TASK OBJECTIVE:
Below are records to repeat exactly; copy them without the pictures.

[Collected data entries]
----

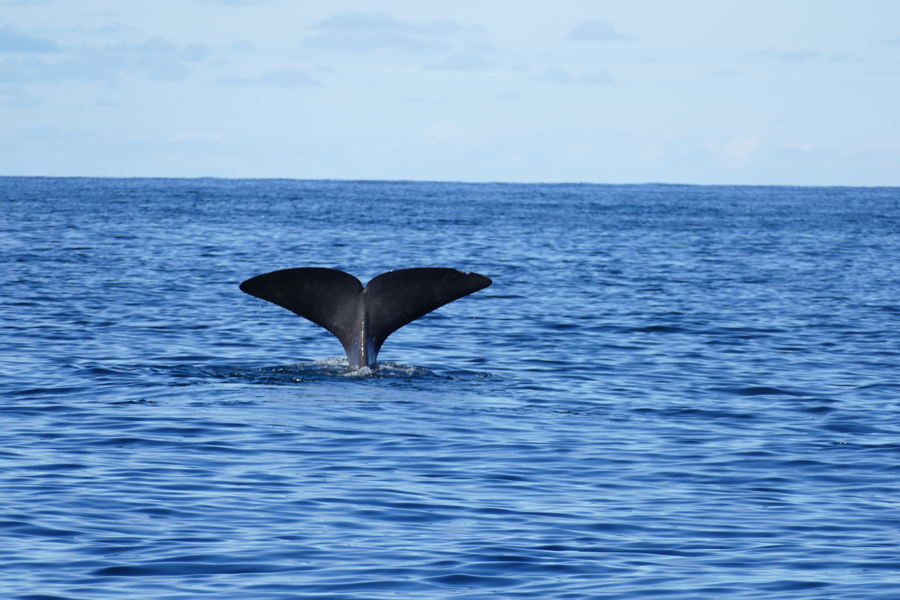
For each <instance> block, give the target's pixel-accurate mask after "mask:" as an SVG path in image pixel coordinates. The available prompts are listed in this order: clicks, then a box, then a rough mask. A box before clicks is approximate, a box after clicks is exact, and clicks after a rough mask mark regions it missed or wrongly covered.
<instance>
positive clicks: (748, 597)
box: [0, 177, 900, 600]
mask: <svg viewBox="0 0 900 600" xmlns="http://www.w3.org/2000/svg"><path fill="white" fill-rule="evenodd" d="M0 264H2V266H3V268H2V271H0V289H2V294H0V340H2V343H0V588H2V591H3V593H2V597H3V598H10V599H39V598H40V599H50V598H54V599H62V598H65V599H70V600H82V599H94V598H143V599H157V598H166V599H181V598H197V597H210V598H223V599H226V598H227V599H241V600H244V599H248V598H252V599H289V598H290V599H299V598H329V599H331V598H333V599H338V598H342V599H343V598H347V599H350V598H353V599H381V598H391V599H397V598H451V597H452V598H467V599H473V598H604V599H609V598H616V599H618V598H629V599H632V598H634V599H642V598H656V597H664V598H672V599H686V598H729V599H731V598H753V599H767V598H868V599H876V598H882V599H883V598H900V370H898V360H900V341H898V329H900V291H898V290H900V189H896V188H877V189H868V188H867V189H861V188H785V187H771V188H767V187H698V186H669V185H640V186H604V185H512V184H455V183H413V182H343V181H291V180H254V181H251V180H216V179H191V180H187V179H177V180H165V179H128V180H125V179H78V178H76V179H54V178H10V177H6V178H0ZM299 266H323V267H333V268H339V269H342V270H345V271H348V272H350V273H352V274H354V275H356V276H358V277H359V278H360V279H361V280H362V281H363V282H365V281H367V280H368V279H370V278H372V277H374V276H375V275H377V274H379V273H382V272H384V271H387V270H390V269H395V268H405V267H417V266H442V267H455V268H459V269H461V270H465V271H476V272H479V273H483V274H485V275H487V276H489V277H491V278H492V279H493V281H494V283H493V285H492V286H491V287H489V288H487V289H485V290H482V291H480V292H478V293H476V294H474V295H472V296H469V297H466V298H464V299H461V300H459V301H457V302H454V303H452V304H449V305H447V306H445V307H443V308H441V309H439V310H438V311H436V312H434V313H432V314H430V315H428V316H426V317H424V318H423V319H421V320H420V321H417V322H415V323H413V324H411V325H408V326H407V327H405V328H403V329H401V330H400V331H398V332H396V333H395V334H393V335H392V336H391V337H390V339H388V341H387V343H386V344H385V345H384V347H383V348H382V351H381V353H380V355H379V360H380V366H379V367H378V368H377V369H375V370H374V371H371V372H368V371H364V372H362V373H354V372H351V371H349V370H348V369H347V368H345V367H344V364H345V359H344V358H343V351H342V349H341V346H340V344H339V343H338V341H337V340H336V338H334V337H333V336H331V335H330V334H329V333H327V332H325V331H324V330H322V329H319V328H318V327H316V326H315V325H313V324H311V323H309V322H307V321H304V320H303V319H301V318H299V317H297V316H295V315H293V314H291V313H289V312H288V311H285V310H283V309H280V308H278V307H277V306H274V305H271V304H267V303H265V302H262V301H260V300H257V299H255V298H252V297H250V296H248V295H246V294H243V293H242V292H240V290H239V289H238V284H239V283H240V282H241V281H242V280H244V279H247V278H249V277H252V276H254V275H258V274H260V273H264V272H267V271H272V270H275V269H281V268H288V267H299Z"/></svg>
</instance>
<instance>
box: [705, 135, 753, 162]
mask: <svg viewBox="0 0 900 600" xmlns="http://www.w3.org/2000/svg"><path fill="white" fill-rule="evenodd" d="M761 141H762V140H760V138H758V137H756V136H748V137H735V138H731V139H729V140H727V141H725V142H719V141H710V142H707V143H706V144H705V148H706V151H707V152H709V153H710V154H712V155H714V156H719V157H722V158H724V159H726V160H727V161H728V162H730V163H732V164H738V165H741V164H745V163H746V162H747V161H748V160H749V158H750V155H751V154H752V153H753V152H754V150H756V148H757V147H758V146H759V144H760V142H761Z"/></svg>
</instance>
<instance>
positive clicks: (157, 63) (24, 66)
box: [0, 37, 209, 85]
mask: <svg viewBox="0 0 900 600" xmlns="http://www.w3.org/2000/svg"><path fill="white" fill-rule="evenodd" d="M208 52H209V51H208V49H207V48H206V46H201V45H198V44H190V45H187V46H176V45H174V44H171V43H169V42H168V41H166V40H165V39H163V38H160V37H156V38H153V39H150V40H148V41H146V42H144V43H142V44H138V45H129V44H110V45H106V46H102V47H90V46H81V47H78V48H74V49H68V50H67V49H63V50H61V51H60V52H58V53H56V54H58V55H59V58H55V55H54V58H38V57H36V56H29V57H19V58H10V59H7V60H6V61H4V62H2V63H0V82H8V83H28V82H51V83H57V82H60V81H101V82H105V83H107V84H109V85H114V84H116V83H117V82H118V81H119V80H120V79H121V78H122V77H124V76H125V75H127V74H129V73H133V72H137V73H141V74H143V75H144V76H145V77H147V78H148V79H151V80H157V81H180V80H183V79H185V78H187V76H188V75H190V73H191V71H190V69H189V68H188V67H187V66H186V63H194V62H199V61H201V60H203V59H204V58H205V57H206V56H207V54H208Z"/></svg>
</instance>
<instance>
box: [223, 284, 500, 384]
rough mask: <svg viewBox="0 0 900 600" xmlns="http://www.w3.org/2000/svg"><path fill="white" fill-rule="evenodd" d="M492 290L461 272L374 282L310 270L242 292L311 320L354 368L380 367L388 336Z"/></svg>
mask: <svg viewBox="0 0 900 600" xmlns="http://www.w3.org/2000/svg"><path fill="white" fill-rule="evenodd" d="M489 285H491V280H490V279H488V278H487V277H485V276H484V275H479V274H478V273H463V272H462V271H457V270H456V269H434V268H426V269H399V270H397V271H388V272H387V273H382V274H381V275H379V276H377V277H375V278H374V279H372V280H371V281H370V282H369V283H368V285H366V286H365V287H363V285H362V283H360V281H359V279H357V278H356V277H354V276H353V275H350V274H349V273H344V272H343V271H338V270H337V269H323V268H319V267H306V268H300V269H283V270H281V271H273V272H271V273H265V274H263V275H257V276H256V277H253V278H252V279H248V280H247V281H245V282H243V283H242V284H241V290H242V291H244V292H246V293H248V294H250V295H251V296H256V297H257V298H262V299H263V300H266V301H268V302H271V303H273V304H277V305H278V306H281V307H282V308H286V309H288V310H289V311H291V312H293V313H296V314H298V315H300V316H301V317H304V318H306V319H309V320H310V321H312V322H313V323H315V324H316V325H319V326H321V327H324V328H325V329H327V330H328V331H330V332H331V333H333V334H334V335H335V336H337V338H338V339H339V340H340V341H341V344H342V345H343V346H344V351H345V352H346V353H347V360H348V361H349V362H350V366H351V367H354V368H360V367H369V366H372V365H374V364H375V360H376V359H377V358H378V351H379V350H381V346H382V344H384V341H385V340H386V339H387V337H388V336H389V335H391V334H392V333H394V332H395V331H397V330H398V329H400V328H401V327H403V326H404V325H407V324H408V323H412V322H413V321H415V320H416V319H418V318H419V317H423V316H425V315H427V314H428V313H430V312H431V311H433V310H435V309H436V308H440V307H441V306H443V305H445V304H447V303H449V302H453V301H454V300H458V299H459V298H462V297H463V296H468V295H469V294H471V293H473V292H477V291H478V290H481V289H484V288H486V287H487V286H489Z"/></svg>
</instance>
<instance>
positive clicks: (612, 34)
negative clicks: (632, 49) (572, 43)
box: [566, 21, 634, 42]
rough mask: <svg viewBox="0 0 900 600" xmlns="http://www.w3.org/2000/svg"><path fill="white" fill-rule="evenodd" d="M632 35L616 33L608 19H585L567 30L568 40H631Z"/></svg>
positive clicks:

----

SOLUTION TO THE EXERCISE:
For each <instance> block, give the target's pixel-accurate mask after "mask:" as an SVG path in image pixel coordinates. The available prompts are listed in this order: clicks, then a box, then a rough mask. A box before clicks is approximate, a box after clicks is exact, and clicks after a rough mask mark regions it missed or wrongly covered.
<instance>
positive clicks: (748, 597)
box: [0, 177, 900, 600]
mask: <svg viewBox="0 0 900 600" xmlns="http://www.w3.org/2000/svg"><path fill="white" fill-rule="evenodd" d="M0 264H2V266H3V268H2V271H0V289H2V294H0V340H2V343H0V588H2V591H3V593H2V597H3V598H10V599H39V598H40V599H50V598H54V599H62V598H65V599H70V600H82V599H94V598H143V599H157V598H166V599H181V598H197V597H210V598H223V599H226V598H227V599H241V600H244V599H248V598H252V599H289V598H290V599H299V598H329V599H331V598H333V599H338V598H342V599H343V598H347V599H350V598H353V599H381V598H391V599H397V598H451V597H452V598H467V599H473V598H604V599H609V598H616V599H618V598H629V599H632V598H634V599H642V598H656V597H664V598H672V599H686V598H729V599H731V598H753V599H767V598H868V599H876V598H882V599H883V598H900V370H898V360H900V341H898V329H900V291H898V290H900V189H896V188H877V189H868V188H867V189H861V188H785V187H771V188H767V187H698V186H669V185H640V186H604V185H512V184H455V183H413V182H343V181H291V180H254V181H251V180H216V179H191V180H187V179H177V180H165V179H128V180H125V179H78V178H76V179H54V178H10V177H6V178H0ZM299 266H323V267H333V268H339V269H342V270H345V271H348V272H350V273H352V274H354V275H356V276H358V277H359V278H360V279H361V280H362V281H363V282H365V281H367V280H368V279H370V278H372V277H374V276H375V275H377V274H379V273H382V272H384V271H387V270H390V269H395V268H405V267H417V266H442V267H455V268H459V269H461V270H465V271H476V272H479V273H483V274H485V275H487V276H489V277H491V278H492V279H493V281H494V283H493V285H492V286H491V287H489V288H487V289H485V290H482V291H480V292H478V293H476V294H474V295H472V296H469V297H466V298H464V299H461V300H459V301H457V302H454V303H452V304H449V305H447V306H445V307H443V308H441V309H439V310H438V311H436V312H434V313H432V314H430V315H428V316H426V317H424V318H423V319H421V320H420V321H417V322H415V323H413V324H411V325H408V326H407V327H405V328H403V329H401V330H400V331H398V332H396V333H395V334H393V335H392V336H391V337H390V339H388V341H387V343H386V344H385V345H384V347H383V348H382V351H381V353H380V355H379V360H380V366H379V367H378V368H377V369H375V370H374V371H371V372H368V371H364V372H362V373H354V372H351V371H349V370H348V369H347V368H345V367H344V364H345V359H344V358H343V351H342V349H341V346H340V344H339V343H338V341H337V340H336V338H334V337H333V336H331V335H330V334H329V333H327V332H325V331H324V330H322V329H319V328H318V327H316V326H315V325H313V324H311V323H309V322H307V321H304V320H303V319H301V318H299V317H297V316H295V315H293V314H291V313H289V312H288V311H285V310H283V309H280V308H278V307H277V306H274V305H271V304H267V303H265V302H262V301H260V300H257V299H255V298H252V297H250V296H248V295H246V294H243V293H242V292H240V290H239V289H238V284H239V283H240V282H241V281H242V280H244V279H247V278H249V277H252V276H254V275H258V274H260V273H264V272H267V271H272V270H275V269H281V268H288V267H299Z"/></svg>
</instance>
<instance>
box: [705, 135, 753, 162]
mask: <svg viewBox="0 0 900 600" xmlns="http://www.w3.org/2000/svg"><path fill="white" fill-rule="evenodd" d="M761 141H762V140H760V138H758V137H756V136H748V137H735V138H731V139H729V140H727V141H725V142H719V141H710V142H707V143H706V144H705V148H706V151H707V152H709V153H710V154H712V155H714V156H719V157H722V158H724V159H726V160H727V161H728V162H730V163H732V164H738V165H741V164H745V163H746V162H747V161H748V160H749V158H750V155H751V154H752V153H753V152H754V150H756V148H757V147H758V146H759V144H760V142H761Z"/></svg>
</instance>
<instance>
positive clicks: (157, 63) (24, 66)
box: [0, 37, 209, 85]
mask: <svg viewBox="0 0 900 600" xmlns="http://www.w3.org/2000/svg"><path fill="white" fill-rule="evenodd" d="M208 52H209V51H208V49H207V48H206V46H201V45H198V44H190V45H187V46H176V45H174V44H171V43H169V42H168V41H166V40H165V39H163V38H160V37H156V38H153V39H150V40H148V41H146V42H144V43H142V44H138V45H129V44H110V45H106V46H102V47H90V46H81V47H78V48H74V49H68V50H67V49H63V50H61V51H60V52H58V53H56V54H58V55H59V58H55V55H54V58H38V57H36V56H29V57H19V58H10V59H7V60H6V61H4V62H2V63H0V82H8V83H28V82H51V83H57V82H60V81H101V82H105V83H107V84H109V85H114V84H116V83H117V82H118V81H119V80H120V79H121V78H122V77H124V76H125V75H127V74H129V73H133V72H137V73H141V74H143V75H144V76H145V77H147V78H148V79H151V80H157V81H180V80H183V79H185V78H187V76H188V75H190V73H191V71H190V69H189V68H188V67H187V66H186V63H194V62H199V61H201V60H203V59H204V58H205V57H206V56H207V54H208Z"/></svg>
</instance>
<instance>
box: [223, 284, 500, 384]
rough mask: <svg viewBox="0 0 900 600" xmlns="http://www.w3.org/2000/svg"><path fill="white" fill-rule="evenodd" d="M492 290L461 272L374 282L310 270L242 292L311 320L354 368L380 367L388 336Z"/></svg>
mask: <svg viewBox="0 0 900 600" xmlns="http://www.w3.org/2000/svg"><path fill="white" fill-rule="evenodd" d="M489 285H491V280H490V279H488V278H487V277H485V276H484V275H479V274H478V273H463V272H462V271H457V270H456V269H434V268H426V269H399V270H397V271H388V272H387V273H382V274H381V275H379V276H377V277H375V278H374V279H372V280H371V281H370V282H369V283H368V285H366V286H365V287H363V285H362V283H360V281H359V279H357V278H356V277H354V276H353V275H350V274H349V273H344V272H343V271H338V270H337V269H323V268H319V267H306V268H300V269H283V270H281V271H273V272H271V273H265V274H263V275H257V276H256V277H253V278H252V279H248V280H247V281H245V282H243V283H242V284H241V290H242V291H244V292H246V293H248V294H250V295H251V296H256V297H257V298H262V299H263V300H266V301H268V302H271V303H273V304H277V305H278V306H281V307H282V308H286V309H288V310H289V311H291V312H293V313H296V314H298V315H300V316H301V317H304V318H306V319H309V320H310V321H312V322H313V323H315V324H316V325H319V326H321V327H324V328H325V329H327V330H328V331H330V332H331V333H333V334H334V335H335V336H337V338H338V339H339V340H340V341H341V344H342V345H343V346H344V351H345V352H346V353H347V360H348V361H349V362H350V366H351V367H354V368H360V367H369V366H372V365H374V364H375V360H376V359H377V358H378V351H379V350H381V346H382V344H384V341H385V340H386V339H387V337H388V336H389V335H391V334H392V333H394V332H395V331H397V330H398V329H400V328H401V327H403V326H404V325H407V324H408V323H412V322H413V321H415V320H416V319H418V318H419V317H423V316H425V315H427V314H428V313H430V312H431V311H433V310H435V309H436V308H440V307H441V306H443V305H445V304H447V303H449V302H453V301H454V300H458V299H459V298H462V297H463V296H468V295H469V294H471V293H473V292H477V291H478V290H481V289H484V288H486V287H487V286H489Z"/></svg>
</instance>
<instance>
positive clicks: (612, 34)
negative clicks: (632, 49) (572, 43)
box: [566, 21, 634, 42]
rough mask: <svg viewBox="0 0 900 600" xmlns="http://www.w3.org/2000/svg"><path fill="white" fill-rule="evenodd" d="M632 35L616 33L608 19H585L567 30L568 40H631Z"/></svg>
positive clicks:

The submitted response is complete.